Written request: Rewrite everything from the line containing "Could you spot the dog's black" down to the end of the items below as a JSON list of strings, one string per line, leaving out blank lines.

Materials provided:

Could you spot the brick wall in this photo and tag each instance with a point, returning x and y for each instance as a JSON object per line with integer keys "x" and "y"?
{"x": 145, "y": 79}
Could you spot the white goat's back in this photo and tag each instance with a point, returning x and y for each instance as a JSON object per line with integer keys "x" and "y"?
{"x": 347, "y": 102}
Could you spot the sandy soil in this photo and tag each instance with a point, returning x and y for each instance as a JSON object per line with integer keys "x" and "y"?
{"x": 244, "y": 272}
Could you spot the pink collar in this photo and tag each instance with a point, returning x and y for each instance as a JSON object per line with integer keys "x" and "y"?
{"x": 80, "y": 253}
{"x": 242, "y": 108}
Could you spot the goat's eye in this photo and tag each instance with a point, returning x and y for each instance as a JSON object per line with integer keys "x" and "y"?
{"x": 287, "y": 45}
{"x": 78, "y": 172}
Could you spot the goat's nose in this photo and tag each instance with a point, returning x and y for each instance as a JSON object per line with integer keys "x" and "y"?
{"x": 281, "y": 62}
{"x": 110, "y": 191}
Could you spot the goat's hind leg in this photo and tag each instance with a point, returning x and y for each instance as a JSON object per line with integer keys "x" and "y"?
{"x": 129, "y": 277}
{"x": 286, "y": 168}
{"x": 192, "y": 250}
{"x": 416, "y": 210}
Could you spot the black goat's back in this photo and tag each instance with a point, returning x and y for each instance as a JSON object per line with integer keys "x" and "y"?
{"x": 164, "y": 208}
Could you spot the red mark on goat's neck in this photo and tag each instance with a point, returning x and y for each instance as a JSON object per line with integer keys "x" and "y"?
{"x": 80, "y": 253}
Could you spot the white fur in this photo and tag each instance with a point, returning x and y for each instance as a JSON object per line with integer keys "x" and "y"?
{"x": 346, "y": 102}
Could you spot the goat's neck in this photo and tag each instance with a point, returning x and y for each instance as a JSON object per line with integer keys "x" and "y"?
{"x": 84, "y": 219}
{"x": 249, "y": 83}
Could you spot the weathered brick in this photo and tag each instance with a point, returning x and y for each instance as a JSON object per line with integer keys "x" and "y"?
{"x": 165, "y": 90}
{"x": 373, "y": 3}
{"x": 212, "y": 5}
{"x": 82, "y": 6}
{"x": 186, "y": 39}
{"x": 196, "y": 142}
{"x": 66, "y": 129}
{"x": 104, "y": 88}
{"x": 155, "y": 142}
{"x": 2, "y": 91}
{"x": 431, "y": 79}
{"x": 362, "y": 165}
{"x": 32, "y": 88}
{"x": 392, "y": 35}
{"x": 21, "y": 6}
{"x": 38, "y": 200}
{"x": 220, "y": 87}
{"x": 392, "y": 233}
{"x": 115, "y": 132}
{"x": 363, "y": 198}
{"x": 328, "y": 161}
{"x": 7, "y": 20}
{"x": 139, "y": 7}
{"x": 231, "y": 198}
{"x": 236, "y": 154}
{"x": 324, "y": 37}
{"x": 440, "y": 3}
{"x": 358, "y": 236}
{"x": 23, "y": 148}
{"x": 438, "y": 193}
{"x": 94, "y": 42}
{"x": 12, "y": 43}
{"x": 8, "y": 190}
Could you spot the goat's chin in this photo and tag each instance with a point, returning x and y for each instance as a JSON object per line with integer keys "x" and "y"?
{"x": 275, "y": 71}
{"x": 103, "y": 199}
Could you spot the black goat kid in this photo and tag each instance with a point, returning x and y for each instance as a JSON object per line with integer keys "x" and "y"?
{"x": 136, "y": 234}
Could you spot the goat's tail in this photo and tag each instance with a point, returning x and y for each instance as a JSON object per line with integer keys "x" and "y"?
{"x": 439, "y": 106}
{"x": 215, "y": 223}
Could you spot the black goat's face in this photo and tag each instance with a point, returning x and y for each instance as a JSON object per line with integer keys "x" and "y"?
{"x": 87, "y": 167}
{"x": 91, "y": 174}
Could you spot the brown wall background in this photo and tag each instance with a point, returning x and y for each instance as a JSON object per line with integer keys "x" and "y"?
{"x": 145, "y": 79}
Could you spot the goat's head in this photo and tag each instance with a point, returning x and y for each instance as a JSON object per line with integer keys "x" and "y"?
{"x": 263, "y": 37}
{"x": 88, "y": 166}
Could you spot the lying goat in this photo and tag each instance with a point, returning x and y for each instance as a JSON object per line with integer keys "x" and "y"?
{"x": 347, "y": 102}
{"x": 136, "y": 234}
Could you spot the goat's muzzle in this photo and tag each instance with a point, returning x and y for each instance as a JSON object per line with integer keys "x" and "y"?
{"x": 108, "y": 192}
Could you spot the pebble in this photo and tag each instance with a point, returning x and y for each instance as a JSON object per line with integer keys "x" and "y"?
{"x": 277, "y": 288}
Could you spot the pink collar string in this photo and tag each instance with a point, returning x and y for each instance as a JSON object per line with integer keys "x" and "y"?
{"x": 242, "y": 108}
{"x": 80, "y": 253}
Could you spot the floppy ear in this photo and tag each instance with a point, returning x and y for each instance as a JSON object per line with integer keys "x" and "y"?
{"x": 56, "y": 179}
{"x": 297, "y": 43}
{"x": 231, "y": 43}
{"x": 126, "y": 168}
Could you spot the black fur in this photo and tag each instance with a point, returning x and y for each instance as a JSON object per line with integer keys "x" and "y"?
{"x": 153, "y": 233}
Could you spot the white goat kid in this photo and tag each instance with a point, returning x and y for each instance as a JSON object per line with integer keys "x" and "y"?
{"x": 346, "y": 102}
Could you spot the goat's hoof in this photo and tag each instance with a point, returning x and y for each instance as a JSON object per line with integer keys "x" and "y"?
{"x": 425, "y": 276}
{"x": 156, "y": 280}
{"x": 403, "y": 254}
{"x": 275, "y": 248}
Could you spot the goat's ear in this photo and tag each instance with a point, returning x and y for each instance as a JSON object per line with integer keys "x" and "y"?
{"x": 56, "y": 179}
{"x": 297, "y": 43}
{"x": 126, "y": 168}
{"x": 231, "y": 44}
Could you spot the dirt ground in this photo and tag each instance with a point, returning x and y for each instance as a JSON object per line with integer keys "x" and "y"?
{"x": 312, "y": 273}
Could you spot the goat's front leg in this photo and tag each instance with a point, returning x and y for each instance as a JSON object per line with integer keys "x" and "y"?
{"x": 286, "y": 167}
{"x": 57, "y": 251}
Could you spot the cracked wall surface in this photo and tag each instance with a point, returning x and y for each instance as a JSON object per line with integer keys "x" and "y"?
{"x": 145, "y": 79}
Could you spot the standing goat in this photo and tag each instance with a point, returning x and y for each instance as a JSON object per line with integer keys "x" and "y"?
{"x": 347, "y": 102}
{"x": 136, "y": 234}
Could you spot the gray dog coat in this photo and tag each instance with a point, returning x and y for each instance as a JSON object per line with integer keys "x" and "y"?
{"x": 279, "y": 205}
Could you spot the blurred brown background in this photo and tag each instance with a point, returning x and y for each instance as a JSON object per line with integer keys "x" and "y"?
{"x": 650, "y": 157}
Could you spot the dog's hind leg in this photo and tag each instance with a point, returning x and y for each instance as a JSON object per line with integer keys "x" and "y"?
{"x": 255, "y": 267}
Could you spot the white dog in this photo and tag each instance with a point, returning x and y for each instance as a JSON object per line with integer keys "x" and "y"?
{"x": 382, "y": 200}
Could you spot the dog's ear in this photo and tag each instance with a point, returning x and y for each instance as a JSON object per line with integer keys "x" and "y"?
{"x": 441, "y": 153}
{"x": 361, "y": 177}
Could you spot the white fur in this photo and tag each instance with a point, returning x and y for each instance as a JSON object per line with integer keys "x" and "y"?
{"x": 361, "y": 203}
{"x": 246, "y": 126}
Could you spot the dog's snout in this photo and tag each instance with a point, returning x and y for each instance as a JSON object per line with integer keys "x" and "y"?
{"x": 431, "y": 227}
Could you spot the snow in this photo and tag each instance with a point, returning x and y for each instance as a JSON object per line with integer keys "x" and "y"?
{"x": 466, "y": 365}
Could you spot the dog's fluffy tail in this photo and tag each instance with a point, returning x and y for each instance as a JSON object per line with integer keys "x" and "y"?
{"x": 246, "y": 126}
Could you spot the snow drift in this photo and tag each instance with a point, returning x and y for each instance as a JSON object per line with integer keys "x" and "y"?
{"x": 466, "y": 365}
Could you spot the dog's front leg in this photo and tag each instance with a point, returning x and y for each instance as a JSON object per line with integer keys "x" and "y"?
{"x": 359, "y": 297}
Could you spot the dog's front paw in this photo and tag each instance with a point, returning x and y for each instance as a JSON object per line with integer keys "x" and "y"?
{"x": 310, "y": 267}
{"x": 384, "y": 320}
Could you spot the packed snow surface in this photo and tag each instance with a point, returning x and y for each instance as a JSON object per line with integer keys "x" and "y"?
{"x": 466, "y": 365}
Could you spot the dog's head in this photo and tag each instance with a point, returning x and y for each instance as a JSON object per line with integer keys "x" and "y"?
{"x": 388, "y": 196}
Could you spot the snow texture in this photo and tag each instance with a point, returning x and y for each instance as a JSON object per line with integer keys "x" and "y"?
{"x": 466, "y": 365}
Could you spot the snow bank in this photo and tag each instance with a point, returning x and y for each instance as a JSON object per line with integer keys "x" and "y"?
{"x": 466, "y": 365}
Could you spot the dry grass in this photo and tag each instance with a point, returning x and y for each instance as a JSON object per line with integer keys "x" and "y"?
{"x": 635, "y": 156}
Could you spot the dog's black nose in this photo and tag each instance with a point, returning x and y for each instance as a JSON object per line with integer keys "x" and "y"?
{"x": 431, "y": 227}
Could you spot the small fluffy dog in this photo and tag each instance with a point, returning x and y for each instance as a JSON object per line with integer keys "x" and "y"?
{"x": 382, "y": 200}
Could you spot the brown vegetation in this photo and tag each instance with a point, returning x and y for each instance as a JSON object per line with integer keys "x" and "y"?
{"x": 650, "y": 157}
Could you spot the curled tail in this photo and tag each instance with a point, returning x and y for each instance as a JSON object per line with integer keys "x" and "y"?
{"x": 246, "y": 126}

Output:
[
  "Could you spot the dog's black nose in this photo and tag each instance with a point, returning x and y for each instance as a JSON object per line with integer keys \"x\" and \"y\"?",
  "{\"x\": 431, \"y\": 227}",
  "Could you spot the small fluffy dog in this photo and tag each instance with a point, returning x and y for each instance as a JSON object per line with integer keys \"x\" and \"y\"?",
  "{\"x\": 382, \"y\": 200}",
  "Could you spot the brown vegetation in this photo and tag each instance with a point, returning x and y for each instance as a JSON object per line with integer keys \"x\" and \"y\"?",
  "{\"x\": 650, \"y\": 157}",
  "Could you spot the curled tail in this photo and tag each instance with a point, returning x and y for each instance as a JSON object per line with integer keys \"x\" and \"y\"?",
  "{\"x\": 246, \"y\": 126}"
]